Data for the task |
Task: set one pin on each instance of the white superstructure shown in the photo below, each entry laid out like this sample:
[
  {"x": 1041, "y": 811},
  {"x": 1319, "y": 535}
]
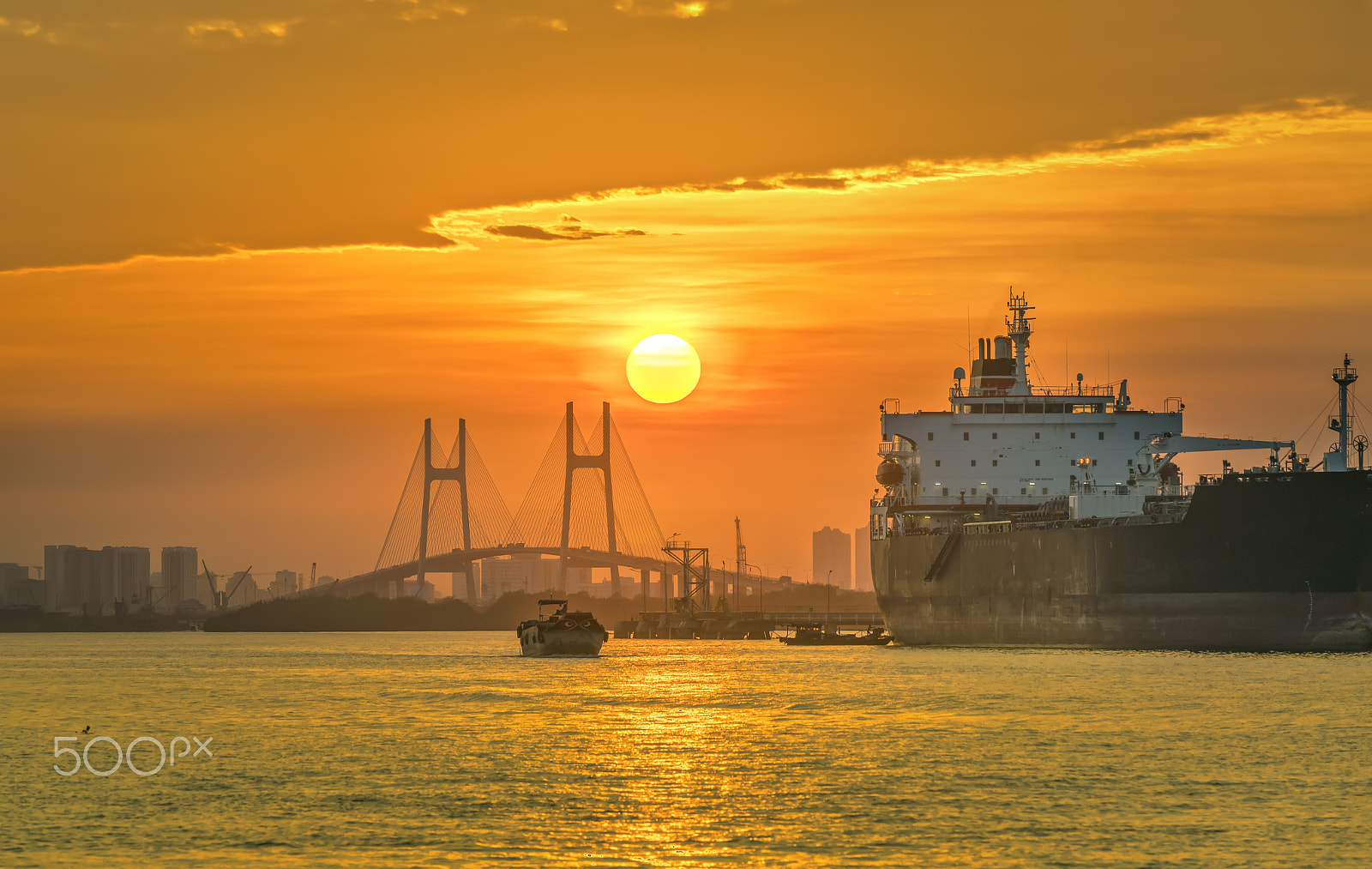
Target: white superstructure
[{"x": 1003, "y": 444}]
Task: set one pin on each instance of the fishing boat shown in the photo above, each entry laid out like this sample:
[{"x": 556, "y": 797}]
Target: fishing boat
[
  {"x": 829, "y": 635},
  {"x": 559, "y": 631}
]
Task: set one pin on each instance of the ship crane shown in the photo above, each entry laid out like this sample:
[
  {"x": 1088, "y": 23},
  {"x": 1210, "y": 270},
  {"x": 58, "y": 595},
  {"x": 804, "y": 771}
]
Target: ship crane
[
  {"x": 1166, "y": 448},
  {"x": 1172, "y": 444},
  {"x": 221, "y": 599}
]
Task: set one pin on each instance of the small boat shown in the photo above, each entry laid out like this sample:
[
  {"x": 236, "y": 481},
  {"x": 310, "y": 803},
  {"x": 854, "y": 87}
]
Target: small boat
[
  {"x": 830, "y": 636},
  {"x": 560, "y": 631}
]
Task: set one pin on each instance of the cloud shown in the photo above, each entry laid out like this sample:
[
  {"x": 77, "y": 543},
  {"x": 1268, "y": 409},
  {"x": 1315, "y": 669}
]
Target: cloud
[
  {"x": 665, "y": 10},
  {"x": 27, "y": 27},
  {"x": 535, "y": 21},
  {"x": 1303, "y": 117},
  {"x": 224, "y": 27},
  {"x": 430, "y": 10},
  {"x": 567, "y": 230}
]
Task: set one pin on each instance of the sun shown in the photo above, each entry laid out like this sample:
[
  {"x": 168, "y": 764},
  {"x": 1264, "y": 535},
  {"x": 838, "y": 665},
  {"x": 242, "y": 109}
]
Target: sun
[{"x": 663, "y": 368}]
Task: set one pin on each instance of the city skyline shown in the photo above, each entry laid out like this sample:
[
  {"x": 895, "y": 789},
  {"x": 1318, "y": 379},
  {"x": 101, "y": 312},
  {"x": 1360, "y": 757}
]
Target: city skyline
[{"x": 219, "y": 340}]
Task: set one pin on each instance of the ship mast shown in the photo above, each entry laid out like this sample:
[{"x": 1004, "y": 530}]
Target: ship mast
[
  {"x": 1019, "y": 329},
  {"x": 1344, "y": 377}
]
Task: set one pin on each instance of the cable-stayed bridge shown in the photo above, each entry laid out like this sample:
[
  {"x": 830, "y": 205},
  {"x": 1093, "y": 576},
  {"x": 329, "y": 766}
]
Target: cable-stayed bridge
[{"x": 587, "y": 505}]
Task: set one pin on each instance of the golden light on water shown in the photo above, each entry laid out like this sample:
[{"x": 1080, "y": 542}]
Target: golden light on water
[{"x": 663, "y": 368}]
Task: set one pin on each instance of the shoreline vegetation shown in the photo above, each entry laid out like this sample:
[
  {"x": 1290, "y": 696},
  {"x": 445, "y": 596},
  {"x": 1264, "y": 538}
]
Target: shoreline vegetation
[{"x": 370, "y": 613}]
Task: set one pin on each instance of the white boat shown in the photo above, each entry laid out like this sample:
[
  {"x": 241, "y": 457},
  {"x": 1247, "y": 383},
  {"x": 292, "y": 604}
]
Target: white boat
[{"x": 560, "y": 631}]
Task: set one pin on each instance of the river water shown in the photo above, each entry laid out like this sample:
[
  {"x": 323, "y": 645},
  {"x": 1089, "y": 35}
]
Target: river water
[{"x": 449, "y": 750}]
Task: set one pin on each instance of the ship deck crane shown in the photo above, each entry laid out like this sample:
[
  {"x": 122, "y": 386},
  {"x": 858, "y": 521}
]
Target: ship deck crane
[{"x": 221, "y": 600}]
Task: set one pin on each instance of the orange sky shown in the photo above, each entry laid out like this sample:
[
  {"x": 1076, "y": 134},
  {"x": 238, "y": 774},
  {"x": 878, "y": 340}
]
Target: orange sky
[{"x": 249, "y": 254}]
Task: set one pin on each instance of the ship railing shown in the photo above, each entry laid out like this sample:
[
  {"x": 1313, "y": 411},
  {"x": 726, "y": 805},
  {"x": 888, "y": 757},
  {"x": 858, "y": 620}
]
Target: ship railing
[{"x": 1076, "y": 390}]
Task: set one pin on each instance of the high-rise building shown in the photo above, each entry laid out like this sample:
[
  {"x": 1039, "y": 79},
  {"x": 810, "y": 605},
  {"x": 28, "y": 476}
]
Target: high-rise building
[
  {"x": 123, "y": 576},
  {"x": 832, "y": 558},
  {"x": 862, "y": 559},
  {"x": 73, "y": 576},
  {"x": 180, "y": 569},
  {"x": 21, "y": 587}
]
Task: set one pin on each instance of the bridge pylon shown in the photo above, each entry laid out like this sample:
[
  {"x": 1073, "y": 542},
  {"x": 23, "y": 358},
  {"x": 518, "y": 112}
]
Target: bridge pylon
[
  {"x": 431, "y": 475},
  {"x": 589, "y": 462}
]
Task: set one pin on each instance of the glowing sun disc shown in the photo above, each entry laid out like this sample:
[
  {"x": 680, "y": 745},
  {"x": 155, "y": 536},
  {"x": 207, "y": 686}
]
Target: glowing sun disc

Instructions to follow | Reproduce the entire listing above verbatim, leaving out the image.

Task result |
Task: set one pin on each instance of the white superstructure shown in the photo below, each entry laid out like this sample:
[
  {"x": 1041, "y": 811},
  {"x": 1319, "y": 535}
]
Target: white superstructure
[{"x": 1003, "y": 444}]
Task: set one pin on each instance of the fishing boat shown in the photo above, each entry laid out like this sample:
[{"x": 556, "y": 797}]
Target: fishing boat
[
  {"x": 829, "y": 635},
  {"x": 559, "y": 631}
]
Task: set one pin on each instance of the ship crane shown in the photo above, each entry laid out like this sample:
[
  {"x": 1088, "y": 23},
  {"x": 1210, "y": 270},
  {"x": 58, "y": 595},
  {"x": 804, "y": 771}
]
Target: ship crane
[
  {"x": 1166, "y": 448},
  {"x": 1172, "y": 444},
  {"x": 221, "y": 599}
]
Task: set one pin on each instance of the small boat shown in the photo above, each entry laid out like this sample:
[
  {"x": 236, "y": 481},
  {"x": 310, "y": 803},
  {"x": 854, "y": 87}
]
Target: small boat
[
  {"x": 830, "y": 636},
  {"x": 560, "y": 631}
]
Task: set one pin on each instance of the cloud shown in the photo above, each entry laid out like this sample:
[
  {"x": 77, "y": 543},
  {"x": 1268, "y": 409},
  {"x": 1315, "y": 669}
]
Target: cloud
[
  {"x": 665, "y": 10},
  {"x": 27, "y": 27},
  {"x": 535, "y": 21},
  {"x": 1303, "y": 117},
  {"x": 224, "y": 27},
  {"x": 430, "y": 10},
  {"x": 567, "y": 230}
]
Task: set one pin on each instance of the sun shown in the photo above, each entry laid out like this sample:
[
  {"x": 168, "y": 764},
  {"x": 1264, "y": 535},
  {"x": 838, "y": 665},
  {"x": 242, "y": 109}
]
Target: sun
[{"x": 663, "y": 368}]
Task: set one pin on each instance of the city skyline shown in the photo above, each entry laid out like this sample:
[
  {"x": 895, "y": 789},
  {"x": 1318, "y": 379},
  {"x": 101, "y": 312},
  {"x": 1360, "y": 757}
]
Target: city skyline
[{"x": 219, "y": 340}]
Task: set one pin on each instance of the ship mast shown in the photo above, each entry laid out like this sample:
[{"x": 1004, "y": 530}]
Target: ship mast
[
  {"x": 1019, "y": 329},
  {"x": 1344, "y": 377}
]
Task: set one pin on each instance of the cable-stayed bridge shown in the photo above, each entry laid out like this sample:
[
  {"x": 830, "y": 205},
  {"x": 1093, "y": 576},
  {"x": 329, "y": 766}
]
Target: cable-stayed bridge
[{"x": 587, "y": 505}]
Task: set one pin on each instance of the golden light on water shown in the photo above, each entry laid out like this sample:
[{"x": 1080, "y": 542}]
Target: golden light on water
[{"x": 663, "y": 368}]
Task: set one pin on each instance of the shoreline vegetation shown in the photo above, each entry laid out like this sample:
[
  {"x": 1290, "y": 696},
  {"x": 445, "y": 596},
  {"x": 1264, "y": 538}
]
Target: shoreline vegetation
[{"x": 370, "y": 613}]
Task: set one pin on each instance of the white boat shown in the photo above, each entry laid out like this sample:
[
  {"x": 241, "y": 457},
  {"x": 1247, "y": 383},
  {"x": 292, "y": 604}
]
Target: white boat
[{"x": 560, "y": 631}]
Task: set one pin on each instance of the river water shown in the photo above, each entry laid out like this sample:
[
  {"x": 323, "y": 645},
  {"x": 1089, "y": 35}
]
Target: river water
[{"x": 449, "y": 750}]
Task: set one pin on each instance of the ship deck crane shown in the photo above, each entry laid out like this sample:
[
  {"x": 122, "y": 386},
  {"x": 858, "y": 521}
]
Target: ship deck crane
[{"x": 221, "y": 600}]
Task: set one pin on each instance of the orange sky shown in the photo above, each entry laid out like this sample:
[
  {"x": 1076, "y": 134},
  {"x": 238, "y": 774},
  {"x": 878, "y": 340}
]
Target: orange sky
[{"x": 249, "y": 254}]
Task: set one pin on each instance of the ship railing shown in the photo above, each entry laid out like this sample:
[
  {"x": 1313, "y": 411},
  {"x": 726, "y": 805},
  {"x": 888, "y": 757},
  {"x": 858, "y": 620}
]
Target: ship railing
[{"x": 1076, "y": 390}]
Task: set one pin on each instance of the high-rise building shown in the photo above, each entry laid out like this sample:
[
  {"x": 1039, "y": 79},
  {"x": 810, "y": 605},
  {"x": 28, "y": 476}
]
Target: high-rise building
[
  {"x": 123, "y": 576},
  {"x": 832, "y": 558},
  {"x": 862, "y": 559},
  {"x": 73, "y": 576},
  {"x": 180, "y": 569},
  {"x": 21, "y": 587}
]
Task: set one pin on each instance of the bridge pylon shown in the photo above, each entry laid out like this sample:
[
  {"x": 1073, "y": 542},
  {"x": 23, "y": 358},
  {"x": 518, "y": 112}
]
Target: bridge pylon
[
  {"x": 431, "y": 475},
  {"x": 589, "y": 462}
]
Task: set one pin on each instance of the glowing sun disc shown in the photo above, each entry laid out like this sample:
[
  {"x": 680, "y": 745},
  {"x": 155, "y": 536},
  {"x": 207, "y": 686}
]
Target: glowing sun disc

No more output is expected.